Requirement:
Copy out the listing below line for line, changing nothing.

Dataset rows:
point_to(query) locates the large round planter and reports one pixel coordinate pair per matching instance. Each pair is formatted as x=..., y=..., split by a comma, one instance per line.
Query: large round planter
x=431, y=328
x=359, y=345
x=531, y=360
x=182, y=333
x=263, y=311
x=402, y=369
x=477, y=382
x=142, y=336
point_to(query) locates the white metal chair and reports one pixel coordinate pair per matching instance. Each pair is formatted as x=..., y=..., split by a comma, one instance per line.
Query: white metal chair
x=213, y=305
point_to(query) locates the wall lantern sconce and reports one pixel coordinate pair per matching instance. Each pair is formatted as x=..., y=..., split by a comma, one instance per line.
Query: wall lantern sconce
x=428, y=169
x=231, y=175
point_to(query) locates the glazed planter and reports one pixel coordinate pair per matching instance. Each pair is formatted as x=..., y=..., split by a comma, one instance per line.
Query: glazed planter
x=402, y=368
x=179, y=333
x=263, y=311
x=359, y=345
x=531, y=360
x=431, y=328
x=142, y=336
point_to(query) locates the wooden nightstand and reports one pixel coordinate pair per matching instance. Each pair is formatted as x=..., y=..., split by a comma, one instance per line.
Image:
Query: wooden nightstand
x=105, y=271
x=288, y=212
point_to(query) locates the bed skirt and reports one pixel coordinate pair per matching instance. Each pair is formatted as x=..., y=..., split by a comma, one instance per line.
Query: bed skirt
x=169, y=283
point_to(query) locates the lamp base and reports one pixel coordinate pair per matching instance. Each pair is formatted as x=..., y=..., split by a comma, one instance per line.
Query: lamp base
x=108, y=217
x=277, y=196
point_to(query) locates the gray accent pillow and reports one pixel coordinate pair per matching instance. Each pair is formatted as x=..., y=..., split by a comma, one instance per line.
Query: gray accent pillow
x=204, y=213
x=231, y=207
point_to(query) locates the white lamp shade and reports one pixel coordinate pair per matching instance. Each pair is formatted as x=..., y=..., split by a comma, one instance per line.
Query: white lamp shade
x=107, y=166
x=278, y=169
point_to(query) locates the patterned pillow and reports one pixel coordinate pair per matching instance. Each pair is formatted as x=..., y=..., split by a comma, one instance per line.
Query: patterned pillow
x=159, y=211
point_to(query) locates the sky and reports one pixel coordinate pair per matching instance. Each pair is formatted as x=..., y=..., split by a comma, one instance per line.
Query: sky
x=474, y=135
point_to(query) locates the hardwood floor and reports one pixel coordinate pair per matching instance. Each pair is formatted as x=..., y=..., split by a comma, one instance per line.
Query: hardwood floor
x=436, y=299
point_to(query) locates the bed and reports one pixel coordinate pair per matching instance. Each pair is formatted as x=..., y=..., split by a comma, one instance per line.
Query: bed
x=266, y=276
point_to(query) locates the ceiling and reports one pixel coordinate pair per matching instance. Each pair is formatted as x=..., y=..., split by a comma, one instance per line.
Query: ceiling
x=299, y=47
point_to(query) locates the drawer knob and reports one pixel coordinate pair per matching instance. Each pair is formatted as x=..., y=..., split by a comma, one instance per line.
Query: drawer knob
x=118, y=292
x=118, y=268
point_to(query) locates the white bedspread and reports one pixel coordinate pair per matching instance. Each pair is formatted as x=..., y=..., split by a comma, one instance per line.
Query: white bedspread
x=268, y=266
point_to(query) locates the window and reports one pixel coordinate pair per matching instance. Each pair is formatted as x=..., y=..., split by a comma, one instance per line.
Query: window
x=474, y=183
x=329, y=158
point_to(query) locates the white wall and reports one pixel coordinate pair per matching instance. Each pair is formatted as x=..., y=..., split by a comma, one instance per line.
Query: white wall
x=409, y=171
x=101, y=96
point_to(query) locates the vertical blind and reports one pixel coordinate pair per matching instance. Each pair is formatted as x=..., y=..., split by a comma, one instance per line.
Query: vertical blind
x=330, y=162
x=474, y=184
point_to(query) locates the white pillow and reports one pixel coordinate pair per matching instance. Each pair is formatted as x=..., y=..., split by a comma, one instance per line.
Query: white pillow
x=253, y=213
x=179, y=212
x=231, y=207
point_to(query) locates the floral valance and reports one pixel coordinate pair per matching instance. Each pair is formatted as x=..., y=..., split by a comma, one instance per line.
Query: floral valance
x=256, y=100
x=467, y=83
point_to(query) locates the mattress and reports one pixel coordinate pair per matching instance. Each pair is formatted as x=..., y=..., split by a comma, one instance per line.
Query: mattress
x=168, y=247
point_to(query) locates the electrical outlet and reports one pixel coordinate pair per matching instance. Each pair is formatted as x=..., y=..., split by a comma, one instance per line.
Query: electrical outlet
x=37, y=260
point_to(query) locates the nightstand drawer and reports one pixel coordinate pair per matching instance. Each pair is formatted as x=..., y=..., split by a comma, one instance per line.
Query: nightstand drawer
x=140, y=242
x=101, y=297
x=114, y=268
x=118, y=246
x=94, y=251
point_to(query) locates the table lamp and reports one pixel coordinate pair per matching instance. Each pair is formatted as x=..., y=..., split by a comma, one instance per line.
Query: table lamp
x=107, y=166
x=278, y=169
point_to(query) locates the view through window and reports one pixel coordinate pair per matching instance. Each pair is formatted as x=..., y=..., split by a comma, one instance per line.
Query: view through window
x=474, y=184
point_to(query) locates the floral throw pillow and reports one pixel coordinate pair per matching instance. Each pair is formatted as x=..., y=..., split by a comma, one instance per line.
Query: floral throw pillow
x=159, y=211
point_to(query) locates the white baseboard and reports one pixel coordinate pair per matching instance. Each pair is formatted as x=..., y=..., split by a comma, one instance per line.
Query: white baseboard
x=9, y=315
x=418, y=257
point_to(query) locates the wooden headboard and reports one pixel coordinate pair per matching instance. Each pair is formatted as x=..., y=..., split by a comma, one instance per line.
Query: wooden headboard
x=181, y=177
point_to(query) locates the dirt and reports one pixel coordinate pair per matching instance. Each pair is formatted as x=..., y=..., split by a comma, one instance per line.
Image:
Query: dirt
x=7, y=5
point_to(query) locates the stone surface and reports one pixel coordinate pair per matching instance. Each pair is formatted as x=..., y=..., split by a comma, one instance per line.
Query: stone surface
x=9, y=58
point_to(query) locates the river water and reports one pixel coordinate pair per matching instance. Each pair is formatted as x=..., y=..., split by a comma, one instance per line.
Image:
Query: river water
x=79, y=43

Response below:
point_to(query) locates the large round planter and reports one pixel coordinate pair per matching instance. Each pair is formatted as x=..., y=..., split by a comma, one instance per line.
Query: large round planter
x=431, y=328
x=359, y=345
x=531, y=360
x=182, y=333
x=263, y=311
x=402, y=369
x=477, y=382
x=142, y=336
point_to(query) locates the white metal chair and reports one pixel coordinate pair per matching instance. Each pair is formatted as x=..., y=..., split by a comma, one instance per line.
Query: white metal chair
x=213, y=305
point_to(query) locates the wall lantern sconce and reports one pixel coordinate pair per matching instance. Each pair is formatted as x=..., y=..., split by a comma, one instance per line.
Query: wall lantern sconce
x=428, y=169
x=231, y=175
point_to(query) locates the glazed planter and reports one pixel coordinate pair per matching instance. Each pair is formatted as x=..., y=..., split by a comma, one instance per line.
Query: glazed planter
x=402, y=368
x=179, y=333
x=263, y=311
x=359, y=345
x=531, y=360
x=431, y=328
x=142, y=336
point_to(query) locates the wooden nightstand and reports one pixel coordinate pair per matching instance. Each pair is formatted as x=..., y=..., split by a comma, one instance per line.
Image:
Query: wooden nightstand
x=105, y=271
x=288, y=212
point_to(query) locates the bed skirt and reports one pixel coordinate pair per matching instance. Each pair is formatted as x=..., y=..., split by a comma, one instance per line.
Query: bed skirt
x=169, y=283
point_to(query) locates the lamp base and reports one pixel coordinate pair per matching instance. Each pair is formatted as x=..., y=..., split by a comma, one instance per line.
Query: lamp base
x=108, y=217
x=277, y=196
point_to(query) locates the gray accent pillow and reports one pixel coordinate pair per matching instance. Each pair is formatted as x=..., y=..., split by a comma, one instance per line.
Query: gray accent pillow
x=204, y=213
x=231, y=207
point_to(query) locates the white lamp shade and reports one pixel coordinate pair per matching instance. Each pair is formatted as x=..., y=..., split by a comma, one instance per line.
Query: white lamp shade
x=107, y=166
x=278, y=169
point_to(query) locates the patterned pillow and reports one pixel coordinate pair per matching instance. Each pair is formatted as x=..., y=..., split by a comma, one instance per line.
Query: patterned pillow
x=159, y=211
point_to(query) locates the sky and reports one pixel coordinate pair per matching instance. Each pair is formatted as x=..., y=..., split by a comma, one instance per line.
Query: sky
x=474, y=135
point_to(query) locates the hardwood floor and reports one pixel coordinate pair per matching instance. Each pair is formatted as x=..., y=..., split by a comma, one instance per line.
Query: hardwood floor
x=436, y=299
point_to(query) locates the bed and reports one pixel coordinate pair per matching instance. Each pair is formatted as x=..., y=..., split by a comma, one instance per line.
Query: bed
x=266, y=276
point_to(query) locates the ceiling and reports one pixel coordinate pair per matching instance. Each pair is formatted as x=..., y=..., split by a comma, one instance per line.
Query: ceiling
x=299, y=47
point_to(query) locates the drawer knob and reports one pixel coordinate pair per matching instance. Each pair is formatted as x=..., y=..., split by a comma, one instance per line.
Query: drawer knob
x=118, y=292
x=118, y=268
point_to(query) locates the white bedspread and reports one pixel coordinate pair per matching instance. Each pair is formatted as x=..., y=..., split by a comma, one instance per line.
Query: white bedspread
x=268, y=266
point_to(query) locates the window and reports one pixel coordinate pair per matching instance. Each pair is formatted as x=..., y=..., split by a comma, one instance per line.
Query: window
x=474, y=183
x=329, y=158
point_to(query) locates the white wall and reports one pixel coordinate pair per matching instance. Each pair is formatted as x=..., y=..., split by a comma, one instance per line.
Query: white wall
x=409, y=171
x=101, y=96
point_to(query) locates the vertical blind and reports one pixel coordinate pair per matching instance. Each pair is formatted as x=..., y=..., split by a comma, one instance per line.
Query: vertical blind
x=330, y=162
x=474, y=184
point_to(query) locates the white pillow and reports one pixel coordinate pair per matching instance. Each pair is formatted as x=..., y=..., split by a comma, one instance per line.
Query: white pillow
x=253, y=213
x=179, y=212
x=231, y=207
point_to(query) locates the floral valance and reports one pixel coordinate pair per matching instance. Each pair is formatted as x=..., y=..., split by a comma, one instance per line.
Query: floral valance
x=256, y=100
x=467, y=83
point_to(query) locates the mattress and reports one pixel coordinate pair per matching instance. Each pair is formatted as x=..., y=..., split by a comma, one instance per line.
Query: mattress
x=168, y=247
point_to(query) locates the electrical outlet and reports one pixel coordinate pair per matching instance. Each pair is formatted as x=..., y=..., split by a comma, one instance per line.
Query: electrical outlet
x=37, y=260
point_to(query) locates the nightstand drawer and reports one pixel coordinate pair per matching instance. Each pair is formatted as x=..., y=..., split by a comma, one instance per line.
Query: nightstand drawer
x=140, y=242
x=101, y=297
x=114, y=268
x=118, y=246
x=94, y=251
point_to(query) locates the table lamp and reports one pixel coordinate pair per matching instance. Each pair is formatted as x=..., y=..., split by a comma, one instance per line.
Query: table lamp
x=107, y=166
x=278, y=169
point_to(query) locates the view through window and reports one pixel coordinate pair per matching instance. Each pair is formatted as x=..., y=..., split by a comma, one instance per line.
Query: view through window
x=474, y=184
point_to(query) locates the floral throw pillow and reports one pixel coordinate pair per matching instance. Each pair is formatted as x=..., y=..., split by a comma, one instance per line.
Query: floral throw pillow
x=159, y=211
point_to(query) locates the white baseboard and reports one pixel coordinate pair per matching instance. Each pair is formatted as x=..., y=..., split by a comma, one instance per line.
Query: white baseboard
x=9, y=315
x=418, y=257
point_to(query) locates the wooden headboard and reports one pixel coordinate pair per matching instance. Each pair is formatted as x=..., y=..., split by a comma, one instance per line.
Query: wooden headboard
x=181, y=177
point_to(query) locates the dirt and reports one pixel coordinate pair per matching instance. Each pair is formatted as x=..., y=..., split by a comma, one instance per line.
Image:
Query: dirt
x=7, y=5
point_to(query) locates the stone surface and reports one pixel coordinate pair per matching instance. Each pair is formatted as x=..., y=..., split by a comma, one instance per line.
Query: stone surface
x=9, y=58
point_to(query) locates the river water and reports one pixel coordinate pair per matching instance. Each pair is formatted as x=..., y=..., split by a comma, one instance per line.
Image:
Query: river water
x=79, y=43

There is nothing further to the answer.